Maddie Chang is a student at Harvard Law School.
In today’s Tech@Work, Biden’s new executive order on AI addresses AI’s impact on work and workers; and SAG-AFTRA agreement requires studios to meet twice a year with the union to discuss AI.
At the end of last month, President Biden issued an Executive Order on Safe, Secure, and Trustworthy Artificial Intelligence (“the EO”) – a landmark moment for the regulation of AI across sectors. In Section 6 of the Order, Biden directs the Secretary of Labor to produce a report in consultation with workers and unions that covers three elements of “Tech@Work”: 1) the impact of AI on job displacement; 2) how AI will affect the quality of work and labor and health and safety standards; and 3) how AI is used at work to monitor workers and make decisions that affect workers. The EO calls on the Secretary of Labor to produce principles, best practice, and guidance that address these three domains, and to work with other agencies to implement them. Perhaps more notable than the actual content of the sections pertaining to work is the prominence of work and workers’ interests in a policy document that might otherwise focus only on the defense related, economic, and civil rights elements of AI. The press release accompanying the EO features comments first from Congress and industry, followed immediately by unions and labor leaders, which are then followed by other civil society voices. While somewhat symbolic, this ordering of stakeholders in combination with the worker-oriented substance of the executive order may signal an important path to influencing AI regulation more broadly, and on the flip side, a path for influencing work law more broadly.

Information provided:
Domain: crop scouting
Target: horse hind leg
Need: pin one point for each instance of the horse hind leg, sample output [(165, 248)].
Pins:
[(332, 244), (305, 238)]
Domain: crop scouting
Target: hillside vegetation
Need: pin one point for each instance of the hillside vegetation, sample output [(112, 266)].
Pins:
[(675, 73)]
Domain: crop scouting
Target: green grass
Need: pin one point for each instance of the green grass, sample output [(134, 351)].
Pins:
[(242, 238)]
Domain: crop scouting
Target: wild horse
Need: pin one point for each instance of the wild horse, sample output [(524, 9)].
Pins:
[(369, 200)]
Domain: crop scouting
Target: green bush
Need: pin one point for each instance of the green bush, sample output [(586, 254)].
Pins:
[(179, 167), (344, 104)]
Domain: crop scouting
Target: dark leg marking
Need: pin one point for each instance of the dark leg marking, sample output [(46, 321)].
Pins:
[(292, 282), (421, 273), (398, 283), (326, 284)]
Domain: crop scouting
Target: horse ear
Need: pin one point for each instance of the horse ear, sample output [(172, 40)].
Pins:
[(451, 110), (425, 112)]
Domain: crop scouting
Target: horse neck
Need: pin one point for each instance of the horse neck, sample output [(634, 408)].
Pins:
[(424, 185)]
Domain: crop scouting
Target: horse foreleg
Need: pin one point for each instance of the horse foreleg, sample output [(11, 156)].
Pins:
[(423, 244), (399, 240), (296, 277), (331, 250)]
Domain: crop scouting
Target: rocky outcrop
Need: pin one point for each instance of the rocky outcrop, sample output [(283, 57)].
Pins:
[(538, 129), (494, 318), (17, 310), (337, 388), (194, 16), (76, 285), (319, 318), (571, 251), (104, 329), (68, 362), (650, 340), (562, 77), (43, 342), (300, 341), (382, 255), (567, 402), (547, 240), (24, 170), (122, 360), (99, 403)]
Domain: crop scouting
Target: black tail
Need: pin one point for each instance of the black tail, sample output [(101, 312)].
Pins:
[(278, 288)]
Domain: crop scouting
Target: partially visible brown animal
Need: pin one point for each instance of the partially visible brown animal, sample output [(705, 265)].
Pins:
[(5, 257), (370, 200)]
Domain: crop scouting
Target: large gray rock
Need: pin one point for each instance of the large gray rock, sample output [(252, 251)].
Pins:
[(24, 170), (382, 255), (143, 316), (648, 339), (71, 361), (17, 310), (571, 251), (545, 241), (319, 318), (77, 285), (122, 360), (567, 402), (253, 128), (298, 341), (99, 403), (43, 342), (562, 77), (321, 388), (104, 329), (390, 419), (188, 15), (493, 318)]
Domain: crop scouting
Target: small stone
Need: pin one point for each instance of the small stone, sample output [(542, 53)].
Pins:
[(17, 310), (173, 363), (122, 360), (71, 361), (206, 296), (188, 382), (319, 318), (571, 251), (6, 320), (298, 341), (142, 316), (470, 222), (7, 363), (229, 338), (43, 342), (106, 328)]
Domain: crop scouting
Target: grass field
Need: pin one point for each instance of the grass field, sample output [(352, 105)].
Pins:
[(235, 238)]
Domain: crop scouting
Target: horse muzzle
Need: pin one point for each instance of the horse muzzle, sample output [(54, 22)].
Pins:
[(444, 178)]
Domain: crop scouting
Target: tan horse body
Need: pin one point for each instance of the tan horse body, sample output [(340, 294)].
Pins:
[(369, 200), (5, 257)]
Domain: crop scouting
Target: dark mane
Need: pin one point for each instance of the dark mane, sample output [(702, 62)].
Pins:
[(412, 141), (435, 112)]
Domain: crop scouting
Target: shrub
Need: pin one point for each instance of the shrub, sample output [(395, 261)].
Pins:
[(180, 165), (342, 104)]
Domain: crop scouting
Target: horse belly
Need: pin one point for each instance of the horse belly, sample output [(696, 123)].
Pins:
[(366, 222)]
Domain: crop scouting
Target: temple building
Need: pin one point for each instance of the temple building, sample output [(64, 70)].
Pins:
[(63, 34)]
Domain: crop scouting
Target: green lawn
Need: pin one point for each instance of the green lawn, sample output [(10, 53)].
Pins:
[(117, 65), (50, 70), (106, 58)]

--

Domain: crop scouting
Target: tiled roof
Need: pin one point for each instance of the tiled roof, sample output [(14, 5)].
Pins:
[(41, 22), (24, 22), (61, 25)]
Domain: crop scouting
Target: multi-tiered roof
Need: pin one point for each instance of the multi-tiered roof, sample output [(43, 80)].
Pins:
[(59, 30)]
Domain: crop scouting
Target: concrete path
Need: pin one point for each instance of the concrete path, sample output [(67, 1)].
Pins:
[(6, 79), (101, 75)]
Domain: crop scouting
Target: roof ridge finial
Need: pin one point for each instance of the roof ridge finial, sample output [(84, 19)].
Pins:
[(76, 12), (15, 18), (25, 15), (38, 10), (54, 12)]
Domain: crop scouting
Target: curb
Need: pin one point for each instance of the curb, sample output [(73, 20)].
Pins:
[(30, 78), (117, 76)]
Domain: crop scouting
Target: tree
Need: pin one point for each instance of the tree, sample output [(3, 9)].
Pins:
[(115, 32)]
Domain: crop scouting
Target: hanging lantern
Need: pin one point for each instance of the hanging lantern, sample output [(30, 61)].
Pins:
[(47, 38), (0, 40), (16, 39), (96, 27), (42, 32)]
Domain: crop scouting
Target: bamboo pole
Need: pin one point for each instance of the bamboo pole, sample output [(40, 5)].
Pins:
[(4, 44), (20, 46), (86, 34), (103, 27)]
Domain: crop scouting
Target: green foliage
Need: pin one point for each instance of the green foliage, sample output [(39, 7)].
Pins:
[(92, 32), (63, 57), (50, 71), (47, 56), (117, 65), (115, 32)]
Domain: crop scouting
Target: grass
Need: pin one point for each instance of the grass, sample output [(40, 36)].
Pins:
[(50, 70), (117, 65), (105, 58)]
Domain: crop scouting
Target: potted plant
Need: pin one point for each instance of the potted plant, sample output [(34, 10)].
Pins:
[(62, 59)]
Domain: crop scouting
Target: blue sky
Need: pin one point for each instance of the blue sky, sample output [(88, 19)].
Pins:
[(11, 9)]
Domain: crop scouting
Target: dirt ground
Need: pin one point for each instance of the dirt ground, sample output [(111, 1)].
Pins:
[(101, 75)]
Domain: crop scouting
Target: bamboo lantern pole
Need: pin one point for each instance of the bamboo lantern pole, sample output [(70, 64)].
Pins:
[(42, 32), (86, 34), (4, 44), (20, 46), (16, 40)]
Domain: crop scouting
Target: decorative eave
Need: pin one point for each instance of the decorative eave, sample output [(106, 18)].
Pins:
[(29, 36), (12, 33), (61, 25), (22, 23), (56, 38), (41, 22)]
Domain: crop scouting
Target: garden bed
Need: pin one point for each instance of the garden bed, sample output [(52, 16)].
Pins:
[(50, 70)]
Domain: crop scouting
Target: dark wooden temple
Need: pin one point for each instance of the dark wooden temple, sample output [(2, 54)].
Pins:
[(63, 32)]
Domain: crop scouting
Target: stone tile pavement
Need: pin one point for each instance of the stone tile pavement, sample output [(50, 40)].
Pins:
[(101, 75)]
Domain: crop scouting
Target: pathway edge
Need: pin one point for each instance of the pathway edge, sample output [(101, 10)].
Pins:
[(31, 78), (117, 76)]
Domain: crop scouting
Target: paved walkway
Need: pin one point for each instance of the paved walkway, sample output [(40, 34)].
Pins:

What to work on: Continue the commentary on President Biden's executive order on AI and its provisions for workers, picking up after its final sentence. The listing is separate material and is not part of the commentary on the AI executive order.

Task answer:
As Marina has covered in more depth in a separate post, the 118-day SAG-AFTRA strike has come to a close, with contract terms that include first-of-their kind provisions on the use of AI. While final contract language is not yet public, the 18-page summary version outlines the terms and has the AI provisions featured on page one. Yesterday in a SAG-AFTRA Instagram live, the union’s Executive Director and chief negotiator Duncan Crabtree-Ireland answered key questions about the union’s approach to AI, starting with why AI is not outright banned in the contract. He noted that the union does not have the power (nor desire necessarily) to fully ban AI in the industry, but wanted to use its leverage to limit the use of AI and ensure that it’s used in a way that respects members, building on histories where unions have shaped the use of tech at work. To that end, one of the key contract terms requires studios to meet twice per year with the union to re-discuss the evolving uses of generative AI.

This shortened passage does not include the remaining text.